** Given records follows **

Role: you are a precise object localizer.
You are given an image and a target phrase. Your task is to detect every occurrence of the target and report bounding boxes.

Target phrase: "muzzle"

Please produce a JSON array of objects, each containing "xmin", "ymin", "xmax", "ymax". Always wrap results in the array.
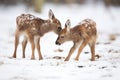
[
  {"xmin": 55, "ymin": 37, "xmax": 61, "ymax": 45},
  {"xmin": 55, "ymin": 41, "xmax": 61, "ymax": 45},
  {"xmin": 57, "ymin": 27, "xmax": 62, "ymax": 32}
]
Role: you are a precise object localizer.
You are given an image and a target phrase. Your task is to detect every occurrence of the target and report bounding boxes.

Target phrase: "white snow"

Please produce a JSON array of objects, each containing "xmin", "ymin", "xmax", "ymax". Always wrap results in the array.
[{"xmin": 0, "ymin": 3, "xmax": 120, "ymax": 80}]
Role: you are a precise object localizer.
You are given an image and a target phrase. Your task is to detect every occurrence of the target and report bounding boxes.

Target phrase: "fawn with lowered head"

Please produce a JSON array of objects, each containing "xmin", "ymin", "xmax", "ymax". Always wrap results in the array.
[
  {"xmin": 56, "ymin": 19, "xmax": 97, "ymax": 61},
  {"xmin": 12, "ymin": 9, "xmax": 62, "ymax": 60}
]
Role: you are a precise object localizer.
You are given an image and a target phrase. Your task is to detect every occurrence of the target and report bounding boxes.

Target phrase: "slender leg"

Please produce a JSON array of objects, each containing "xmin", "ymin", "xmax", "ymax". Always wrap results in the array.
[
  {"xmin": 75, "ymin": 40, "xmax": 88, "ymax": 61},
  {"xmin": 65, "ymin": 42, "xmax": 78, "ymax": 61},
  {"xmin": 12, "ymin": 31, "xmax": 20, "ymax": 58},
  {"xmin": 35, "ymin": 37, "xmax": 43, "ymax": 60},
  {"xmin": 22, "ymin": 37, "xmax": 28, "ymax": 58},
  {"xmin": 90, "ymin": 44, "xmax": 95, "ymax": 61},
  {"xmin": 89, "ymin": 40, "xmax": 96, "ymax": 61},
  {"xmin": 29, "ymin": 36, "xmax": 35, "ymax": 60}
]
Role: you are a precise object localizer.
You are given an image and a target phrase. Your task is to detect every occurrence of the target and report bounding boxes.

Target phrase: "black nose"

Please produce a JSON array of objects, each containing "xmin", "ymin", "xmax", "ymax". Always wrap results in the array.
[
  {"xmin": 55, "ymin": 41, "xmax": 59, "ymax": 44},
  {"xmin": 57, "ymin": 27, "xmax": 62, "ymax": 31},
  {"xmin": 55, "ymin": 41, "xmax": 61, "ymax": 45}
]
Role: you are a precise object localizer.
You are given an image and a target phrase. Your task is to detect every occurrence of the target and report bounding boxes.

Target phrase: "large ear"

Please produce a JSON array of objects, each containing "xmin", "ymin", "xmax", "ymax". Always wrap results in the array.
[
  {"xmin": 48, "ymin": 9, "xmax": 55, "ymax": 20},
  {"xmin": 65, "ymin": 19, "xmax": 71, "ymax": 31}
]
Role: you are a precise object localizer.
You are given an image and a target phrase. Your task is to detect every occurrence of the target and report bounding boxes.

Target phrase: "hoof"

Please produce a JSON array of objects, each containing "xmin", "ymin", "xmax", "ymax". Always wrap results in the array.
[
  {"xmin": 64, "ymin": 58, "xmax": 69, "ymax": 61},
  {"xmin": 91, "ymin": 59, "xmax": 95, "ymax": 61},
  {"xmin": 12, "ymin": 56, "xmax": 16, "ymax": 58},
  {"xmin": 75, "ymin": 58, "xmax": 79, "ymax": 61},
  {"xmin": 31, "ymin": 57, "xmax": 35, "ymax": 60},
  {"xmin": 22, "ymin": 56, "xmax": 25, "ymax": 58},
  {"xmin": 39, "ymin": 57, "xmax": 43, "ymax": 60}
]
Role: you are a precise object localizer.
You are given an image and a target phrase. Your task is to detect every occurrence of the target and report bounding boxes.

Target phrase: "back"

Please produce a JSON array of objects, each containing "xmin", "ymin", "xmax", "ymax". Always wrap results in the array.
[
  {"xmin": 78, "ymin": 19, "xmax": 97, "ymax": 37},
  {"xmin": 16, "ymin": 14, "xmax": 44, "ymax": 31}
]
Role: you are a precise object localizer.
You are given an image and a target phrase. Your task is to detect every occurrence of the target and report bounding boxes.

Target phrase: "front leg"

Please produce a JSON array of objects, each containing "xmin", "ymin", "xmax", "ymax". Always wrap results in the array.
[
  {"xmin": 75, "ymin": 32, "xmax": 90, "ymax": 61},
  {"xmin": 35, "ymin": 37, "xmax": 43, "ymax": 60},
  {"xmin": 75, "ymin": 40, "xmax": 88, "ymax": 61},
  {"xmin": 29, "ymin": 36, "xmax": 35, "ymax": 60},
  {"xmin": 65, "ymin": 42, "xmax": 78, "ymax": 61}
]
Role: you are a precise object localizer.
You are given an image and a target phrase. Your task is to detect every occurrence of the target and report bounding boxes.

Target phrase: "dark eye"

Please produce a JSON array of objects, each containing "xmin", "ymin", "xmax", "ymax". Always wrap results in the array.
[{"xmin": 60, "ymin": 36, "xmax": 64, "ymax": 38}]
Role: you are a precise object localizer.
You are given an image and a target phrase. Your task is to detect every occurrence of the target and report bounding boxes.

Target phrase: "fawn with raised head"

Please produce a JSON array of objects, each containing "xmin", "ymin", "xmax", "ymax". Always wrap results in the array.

** End of Given records **

Show every line in the listing above that carries the word "head".

Task response:
Target phrase: "fawn with lowered head"
Target phrase: "fawn with raised head"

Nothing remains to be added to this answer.